◆ **DATA FOR THE TASK**:
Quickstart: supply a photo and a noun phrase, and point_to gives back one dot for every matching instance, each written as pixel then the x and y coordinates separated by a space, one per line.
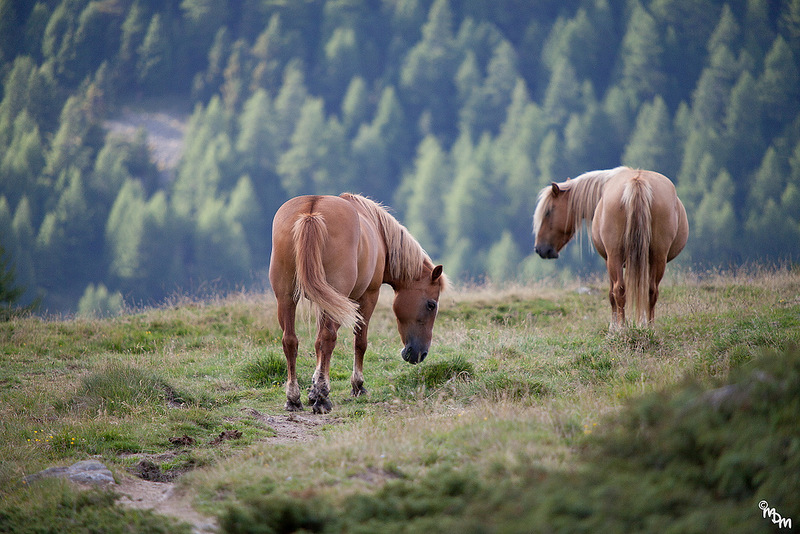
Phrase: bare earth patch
pixel 167 499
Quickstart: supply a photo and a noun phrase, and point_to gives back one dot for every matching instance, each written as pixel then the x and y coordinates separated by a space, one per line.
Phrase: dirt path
pixel 165 132
pixel 166 498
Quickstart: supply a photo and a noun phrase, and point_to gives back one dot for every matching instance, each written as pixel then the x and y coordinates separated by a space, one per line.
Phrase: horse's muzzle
pixel 546 251
pixel 413 355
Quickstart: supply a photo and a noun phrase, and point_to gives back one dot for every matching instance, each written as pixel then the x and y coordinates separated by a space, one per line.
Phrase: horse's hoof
pixel 322 406
pixel 357 392
pixel 294 406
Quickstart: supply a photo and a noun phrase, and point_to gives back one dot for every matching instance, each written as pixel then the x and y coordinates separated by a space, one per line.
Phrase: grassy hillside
pixel 506 427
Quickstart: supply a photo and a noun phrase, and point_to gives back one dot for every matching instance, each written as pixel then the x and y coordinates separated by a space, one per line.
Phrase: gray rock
pixel 84 472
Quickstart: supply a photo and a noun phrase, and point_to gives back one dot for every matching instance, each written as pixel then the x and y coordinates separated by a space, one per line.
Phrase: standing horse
pixel 337 252
pixel 638 225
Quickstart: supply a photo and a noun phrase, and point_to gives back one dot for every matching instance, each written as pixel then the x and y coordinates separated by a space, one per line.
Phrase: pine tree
pixel 652 143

◆ **EXERCISE DESCRIPTION**:
Reproduce all of the rows above word for word, leaving the picture out of your copy.

◆ **PROBLEM SOLUTION**:
Quickstart: supply a photo and a noun phrase, and point_to gives back one dot for every matching instance, each written as pixel then the x and y coordinates separated by a space, one per line.
Phrase: bare earth patch
pixel 167 499
Quickstart: supply a photo and a noun phrase, and point_to gives back one dot for every matching instance, each written as pixel then the x and y coordinates separated by a space, one per line.
Phrase: dirt path
pixel 165 132
pixel 166 498
Quickstart: supply a photo and a noun phrase, and point_to gives back one dot for every matching instance, each written as pixel then the x and y coordinates separated by a space, one per line.
Phrase: horse's muzzle
pixel 546 251
pixel 413 355
Quickstart: supply a photo and a noun phrase, and point_to gives back one dot for every matching instance, each written as pixel then the x and y coordinates separated by a space, one per line.
Phrase: horse's hoof
pixel 322 406
pixel 357 392
pixel 294 406
Quickstart: supply a photo and a noun phrase, and point_to gives back one dot for every matching instance, each written as pixel then the x and y coordinates separated by a space, one per line.
Phrase: grassy hillside
pixel 506 427
Quickstart: supply a photo and a noun phrase, and point_to gives back one dot for every matching instance, each written as pixel then the x and y coordinates separated by a space, one per line.
Phrase: gray rock
pixel 84 472
Quickstart: supply a photo and a noun phrase, and point_to gives back one dot for every matching instance, each written as pixel then the x and y coordinates separated by a space, one per line.
Phrase: standing horse
pixel 337 252
pixel 638 225
Quickstart: supply a photo and a noun phrase, and point_to gives back one dot for every matching instance, each written as pixel then the x and y coordinates separated by a space, one per line.
Phrase: pine tree
pixel 652 143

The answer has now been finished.